** Opening Excerpted text block **

Quality and Impact of Indian Doppler Weather Radar Wind Profiles: A Diagnostic Study

In the tropics, efficient weather forecasts require high-quality vertical profiles of winds to overcome improper coupling of mass and wind fields and balance relationships in the region. The India Meteorological Department (IMD) operates the network of Doppler Weather Radar (DWR) in microwave frequencies (S-band or C-band) at various locations in India. The National Centre for Medium Range Weather Forecasting (NCMRWF) receives the volume velocity processing (VVP) wind profiles from all DWRs through the Global Telecommunication System (GTS) network in near real time. The radar VVP wind is a mean horizontal wind derived at different heights from radial velocities suitable for numerical weather prediction applications. Three numerical experiments, CNTL (without VVP winds), 3DVAR and HYBRID with the assimilation of VVP winds by means of 3-dimensional variational (3dvar) and hybrid data assimilation systems were conducted using the NCMRWF Global Forecast System (NGFS) model. This study had two objectives: (1) quality assessment of VVP winds and (2) investigation of the impact of VVP wind profiles on NGFS model forecast. The quality of VVP wind profiles was assessed against the NGFS model background and radiosonde wind profiles. The absolute values of zonal and meridional wind observation minus background (O−B) increased with the pressure for all DWRs. All radars exhibited the accepted (rejected) ratio as a decreasing (increasing) function of pressure. The resemblance between the zonal and meridional O−B statistics for 3DVAR and HYBRID experiments is apparently remarkable. The accepted VVP winds and radiosonde winds in both experiments (3DVAR and HYBRID) were consistent. The correlation coefficient (R) was higher at Patna (Patiala) for zonal (meridional) winds in the 3DVAR experiment and at Patna (Jaipur) in the HYBRID experiment. At Chennai, the R value was lower in both the experiments for both wind components. However, because of the assimilation of VVP winds by means of 3dvar, the root-mean-square error (RMSE) of zonal and meridional winds improved by approximately 2–3% up to the day 5 forecast in the analysis performed below 700 hPa. Further improvement in RMSE by approximately 5% was observed in both the wind components because of the hybrid data assimilation. The zonal and meridional wind RMSEs in the HYBRID (3DVAR) experiment improved by ≈5 (3)% compared with the 3DVAR (CNTL) experiment.

** Closing Excerpted text block **

[Task to complete]:
Condense the paragraph of the radar wind profile abstract that begins "In the tropics, efficient weather forecasts" into a bulleted list that keeps its main facts. The records are unrelated to the radar wind profile abstract.

** Opening Information block **

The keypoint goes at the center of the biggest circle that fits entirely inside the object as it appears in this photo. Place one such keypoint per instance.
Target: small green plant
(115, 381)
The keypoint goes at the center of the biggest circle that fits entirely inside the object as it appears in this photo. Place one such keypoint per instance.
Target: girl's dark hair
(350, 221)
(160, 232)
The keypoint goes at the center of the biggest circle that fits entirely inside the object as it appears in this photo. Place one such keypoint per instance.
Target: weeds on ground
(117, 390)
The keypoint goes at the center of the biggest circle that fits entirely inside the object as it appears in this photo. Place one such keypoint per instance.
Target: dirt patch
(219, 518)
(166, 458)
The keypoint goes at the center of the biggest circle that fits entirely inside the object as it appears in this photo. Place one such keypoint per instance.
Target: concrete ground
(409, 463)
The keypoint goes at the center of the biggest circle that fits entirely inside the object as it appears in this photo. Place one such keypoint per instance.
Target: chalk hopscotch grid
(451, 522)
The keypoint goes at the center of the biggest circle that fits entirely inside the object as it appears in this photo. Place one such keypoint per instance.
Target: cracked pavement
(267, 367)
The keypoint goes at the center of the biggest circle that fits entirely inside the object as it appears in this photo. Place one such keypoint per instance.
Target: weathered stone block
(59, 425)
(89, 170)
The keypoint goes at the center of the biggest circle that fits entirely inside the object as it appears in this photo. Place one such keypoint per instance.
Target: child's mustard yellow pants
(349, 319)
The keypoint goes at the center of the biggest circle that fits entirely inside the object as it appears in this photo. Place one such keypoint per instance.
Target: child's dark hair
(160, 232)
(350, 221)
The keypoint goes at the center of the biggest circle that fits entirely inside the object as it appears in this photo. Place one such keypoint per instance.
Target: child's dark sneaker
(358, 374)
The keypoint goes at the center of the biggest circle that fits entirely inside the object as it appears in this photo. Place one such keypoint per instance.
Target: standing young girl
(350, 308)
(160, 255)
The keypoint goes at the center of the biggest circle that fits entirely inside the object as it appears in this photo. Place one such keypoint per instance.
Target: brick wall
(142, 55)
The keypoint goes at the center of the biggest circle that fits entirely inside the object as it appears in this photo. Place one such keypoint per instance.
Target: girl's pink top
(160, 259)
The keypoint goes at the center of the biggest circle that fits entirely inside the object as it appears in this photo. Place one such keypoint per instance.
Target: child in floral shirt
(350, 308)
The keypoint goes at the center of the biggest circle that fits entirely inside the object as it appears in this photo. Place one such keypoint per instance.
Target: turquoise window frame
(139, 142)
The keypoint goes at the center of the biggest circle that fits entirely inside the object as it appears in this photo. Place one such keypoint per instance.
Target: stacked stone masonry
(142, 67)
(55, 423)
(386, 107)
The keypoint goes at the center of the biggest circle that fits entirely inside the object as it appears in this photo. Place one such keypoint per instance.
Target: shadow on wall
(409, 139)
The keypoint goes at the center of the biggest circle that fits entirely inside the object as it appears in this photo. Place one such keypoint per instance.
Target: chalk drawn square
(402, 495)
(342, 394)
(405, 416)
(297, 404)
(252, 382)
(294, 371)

** Closing Information block **

[Reply to the task]:
- Tropical forecasts need high-quality vertical wind profiles to overcome improper coupling of mass and wind fields and balance relationships.
- IMD runs a network of S-band and C-band Doppler Weather Radars (DWRs) across India. NCMRWF receives their volume velocity processing (VVP) wind profiles in near real time via the GTS network.
- VVP wind is a mean horizontal wind derived at different heights from radial velocities. It is suitable for numerical weather prediction.
- Three experiments were run with the NCMRWF Global Forecast System (NGFS):
  - CNTL, without VVP winds
  - 3DVAR, assimilating VVP winds with 3dvar
  - HYBRID, assimilating VVP winds with hybrid data assimilation
- The study had two aims: to assess VVP wind quality against the NGFS background and radiosondes, and to measure the winds' impact on NGFS forecasts.
- Quality findings:
  - Absolute zonal and meridional O−B values rose with pressure at all DWRs.
  - Accepted ratios fell with pressure, and rejected ratios rose.
  - O−B statistics for 3DVAR and HYBRID were closely alike.
  - Accepted VVP winds agreed with radiosonde winds in both experiments.
- Correlation (R):
  - In 3DVAR, R was highest at Patna for zonal winds and at Patiala for meridional winds.
  - In HYBRID, R was highest at Patna for zonal winds and at Jaipur for meridional winds.
  - Chennai had lower R in both experiments for both components.
- Forecast impact:
  - With 3dvar assimilation, zonal and meridional wind RMSE improved by about 2–3% up to the day 5 forecast in the analysis below 700 hPa.
  - Hybrid assimilation added roughly 5% further improvement.
  - HYBRID improved on 3DVAR by ≈5%, and 3DVAR improved on CNTL by ≈3%.